:: Given passage ::
This is because an Electoral Commission which is supposed to oversee the elections has not been created.
This delay in setting up the Commission might mean that it would not have enough time to carry out its duties before the election, which is expected to be held some time in October or November. This could mean that the election would not be free or fair.
The Times reported yesterday (Thursday 28 February 2008) on a forum jointly organised by the Swaziland Coalition of Concerned Civic Organisations (SCCCO) and the Media Institute of Southern Africa (MISA) Swaziland Chapter.
The Times reported Stephen Donaghy of SCCCO saying the Electoral Commission should have been in place last year, but this has not happened. The reason it was meant to be there in that time was because it had specific duties to carry out.
One of these duties was informing people on the process of vote casting. There was also a need to make sure enough polling stations were available for voting.
The Times reported that Donaghy ‘called upon the nation to unite and find a solution on how best the situation would be handled in light of the delay’.
:::
:: Task input ::
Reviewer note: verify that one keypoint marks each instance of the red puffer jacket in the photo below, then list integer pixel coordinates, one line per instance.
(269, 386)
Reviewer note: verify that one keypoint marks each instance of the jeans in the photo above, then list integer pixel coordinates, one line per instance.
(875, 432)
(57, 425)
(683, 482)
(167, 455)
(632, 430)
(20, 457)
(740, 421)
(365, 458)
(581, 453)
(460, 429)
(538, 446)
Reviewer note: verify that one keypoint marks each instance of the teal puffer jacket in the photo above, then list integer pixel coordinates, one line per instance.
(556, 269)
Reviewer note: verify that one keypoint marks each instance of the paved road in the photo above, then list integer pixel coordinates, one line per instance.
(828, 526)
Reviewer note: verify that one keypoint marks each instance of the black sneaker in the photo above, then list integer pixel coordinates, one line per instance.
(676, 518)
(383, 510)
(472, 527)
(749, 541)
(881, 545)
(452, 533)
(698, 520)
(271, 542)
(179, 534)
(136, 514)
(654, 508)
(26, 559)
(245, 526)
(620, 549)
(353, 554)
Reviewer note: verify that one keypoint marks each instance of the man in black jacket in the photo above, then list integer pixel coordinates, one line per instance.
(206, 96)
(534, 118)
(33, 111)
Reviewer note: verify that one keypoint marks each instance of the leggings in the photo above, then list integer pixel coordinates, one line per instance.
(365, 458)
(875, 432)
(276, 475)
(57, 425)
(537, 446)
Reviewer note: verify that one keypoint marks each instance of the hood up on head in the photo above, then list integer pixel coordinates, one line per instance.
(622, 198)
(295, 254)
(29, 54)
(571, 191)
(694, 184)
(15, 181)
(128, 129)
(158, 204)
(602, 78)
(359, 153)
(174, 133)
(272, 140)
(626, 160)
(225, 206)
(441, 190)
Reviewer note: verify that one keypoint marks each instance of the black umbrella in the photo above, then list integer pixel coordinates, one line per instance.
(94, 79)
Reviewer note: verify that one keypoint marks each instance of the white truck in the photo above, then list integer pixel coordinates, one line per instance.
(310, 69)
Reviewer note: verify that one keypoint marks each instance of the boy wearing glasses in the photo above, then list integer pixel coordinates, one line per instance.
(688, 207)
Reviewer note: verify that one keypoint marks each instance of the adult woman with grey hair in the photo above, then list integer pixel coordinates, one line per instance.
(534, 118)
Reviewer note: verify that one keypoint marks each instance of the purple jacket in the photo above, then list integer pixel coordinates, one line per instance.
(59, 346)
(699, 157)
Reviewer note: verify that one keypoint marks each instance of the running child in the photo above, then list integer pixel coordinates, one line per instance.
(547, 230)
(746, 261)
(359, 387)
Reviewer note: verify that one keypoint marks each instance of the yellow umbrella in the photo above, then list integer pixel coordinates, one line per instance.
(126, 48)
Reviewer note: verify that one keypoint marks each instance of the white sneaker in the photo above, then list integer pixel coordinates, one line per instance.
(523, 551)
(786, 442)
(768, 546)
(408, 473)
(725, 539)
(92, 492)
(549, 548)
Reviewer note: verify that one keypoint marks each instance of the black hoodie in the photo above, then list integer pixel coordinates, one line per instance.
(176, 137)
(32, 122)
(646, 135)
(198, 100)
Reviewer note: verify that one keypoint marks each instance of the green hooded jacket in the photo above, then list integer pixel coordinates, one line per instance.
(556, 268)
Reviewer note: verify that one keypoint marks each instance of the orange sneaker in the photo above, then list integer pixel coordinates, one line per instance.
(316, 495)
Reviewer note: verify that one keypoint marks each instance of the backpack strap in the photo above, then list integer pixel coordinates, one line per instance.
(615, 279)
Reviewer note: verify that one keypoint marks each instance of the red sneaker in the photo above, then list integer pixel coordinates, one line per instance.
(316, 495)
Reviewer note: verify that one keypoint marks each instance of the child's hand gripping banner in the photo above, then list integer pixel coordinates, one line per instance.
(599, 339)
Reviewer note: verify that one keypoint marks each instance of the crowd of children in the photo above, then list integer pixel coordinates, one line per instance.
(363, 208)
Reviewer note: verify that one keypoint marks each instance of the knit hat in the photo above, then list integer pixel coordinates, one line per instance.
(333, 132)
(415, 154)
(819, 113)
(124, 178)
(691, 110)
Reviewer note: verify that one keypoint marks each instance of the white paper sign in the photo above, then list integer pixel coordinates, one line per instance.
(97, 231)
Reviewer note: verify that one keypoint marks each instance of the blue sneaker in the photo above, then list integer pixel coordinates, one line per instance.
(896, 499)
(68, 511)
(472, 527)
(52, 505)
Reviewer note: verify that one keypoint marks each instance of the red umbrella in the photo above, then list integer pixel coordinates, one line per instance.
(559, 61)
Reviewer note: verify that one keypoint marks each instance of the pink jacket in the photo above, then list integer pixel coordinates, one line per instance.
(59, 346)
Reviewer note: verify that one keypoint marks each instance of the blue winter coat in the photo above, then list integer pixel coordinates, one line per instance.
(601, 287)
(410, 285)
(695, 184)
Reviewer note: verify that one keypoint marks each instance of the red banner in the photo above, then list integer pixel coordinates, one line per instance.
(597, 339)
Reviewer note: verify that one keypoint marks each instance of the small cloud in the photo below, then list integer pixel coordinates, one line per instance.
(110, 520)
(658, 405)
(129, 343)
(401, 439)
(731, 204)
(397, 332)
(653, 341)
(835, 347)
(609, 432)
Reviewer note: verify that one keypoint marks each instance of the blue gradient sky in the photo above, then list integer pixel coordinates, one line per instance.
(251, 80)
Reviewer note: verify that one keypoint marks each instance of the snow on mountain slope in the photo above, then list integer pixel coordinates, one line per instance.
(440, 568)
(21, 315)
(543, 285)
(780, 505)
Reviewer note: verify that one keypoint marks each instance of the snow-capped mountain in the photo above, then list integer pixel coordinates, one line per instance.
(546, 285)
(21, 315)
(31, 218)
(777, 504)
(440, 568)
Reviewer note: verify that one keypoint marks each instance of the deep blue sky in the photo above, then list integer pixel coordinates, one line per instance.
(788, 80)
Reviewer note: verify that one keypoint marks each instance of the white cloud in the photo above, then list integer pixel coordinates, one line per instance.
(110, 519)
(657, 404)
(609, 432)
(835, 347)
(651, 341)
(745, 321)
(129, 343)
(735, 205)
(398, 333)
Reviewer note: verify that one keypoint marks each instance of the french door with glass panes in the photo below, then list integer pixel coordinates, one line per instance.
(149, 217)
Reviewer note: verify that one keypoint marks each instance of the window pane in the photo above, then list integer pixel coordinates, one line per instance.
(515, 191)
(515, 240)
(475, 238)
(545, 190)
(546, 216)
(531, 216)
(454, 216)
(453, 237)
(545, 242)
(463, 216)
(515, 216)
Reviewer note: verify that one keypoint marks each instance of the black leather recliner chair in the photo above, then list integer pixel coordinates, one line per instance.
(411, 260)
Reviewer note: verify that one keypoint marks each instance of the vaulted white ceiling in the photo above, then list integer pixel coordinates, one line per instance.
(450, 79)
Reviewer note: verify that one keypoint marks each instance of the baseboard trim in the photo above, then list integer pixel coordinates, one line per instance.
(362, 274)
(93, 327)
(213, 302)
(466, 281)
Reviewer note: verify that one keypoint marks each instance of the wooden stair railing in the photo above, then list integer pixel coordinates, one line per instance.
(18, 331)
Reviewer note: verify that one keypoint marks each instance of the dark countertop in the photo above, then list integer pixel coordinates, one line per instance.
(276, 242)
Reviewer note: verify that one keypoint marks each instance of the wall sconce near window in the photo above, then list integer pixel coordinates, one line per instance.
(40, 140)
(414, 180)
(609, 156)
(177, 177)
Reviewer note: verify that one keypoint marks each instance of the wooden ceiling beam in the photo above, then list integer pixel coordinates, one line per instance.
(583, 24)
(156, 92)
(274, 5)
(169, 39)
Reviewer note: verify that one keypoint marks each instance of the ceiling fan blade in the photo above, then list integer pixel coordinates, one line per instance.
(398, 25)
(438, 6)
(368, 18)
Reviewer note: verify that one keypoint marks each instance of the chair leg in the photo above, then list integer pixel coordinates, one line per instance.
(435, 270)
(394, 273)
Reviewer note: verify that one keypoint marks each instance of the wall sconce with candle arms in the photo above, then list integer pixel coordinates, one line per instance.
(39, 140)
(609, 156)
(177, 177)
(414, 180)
:::
Problems and tasks:
A: Answer these questions using the passage on Swaziland's Electoral Commission:
(i) Which two organizations jointly organized the forum?
(ii) In which months is the election expected to be held?
(iii) According to Donaghy, when should the Electoral Commission have been in place?
B: Gather every line of the entries that contains the word "wooden".
The passage on Swaziland's Electoral Commission has no connection to the entries.

Answers to the problems:
A:
(i) The Swaziland Coalition of Concerned Civic Organisations (SCCCO) and the Media Institute of Southern Africa (MISA) Swaziland Chapter
(ii) October or November
(iii) Last year

B:
Reviewer note: verify that one keypoint marks each instance of the wooden stair railing in the photo above, then list integer pixel coordinates, one line per instance.
Reviewer note: verify that one keypoint marks each instance of the wooden ceiling beam in the photo above, then list integer pixel coordinates, one line per instance.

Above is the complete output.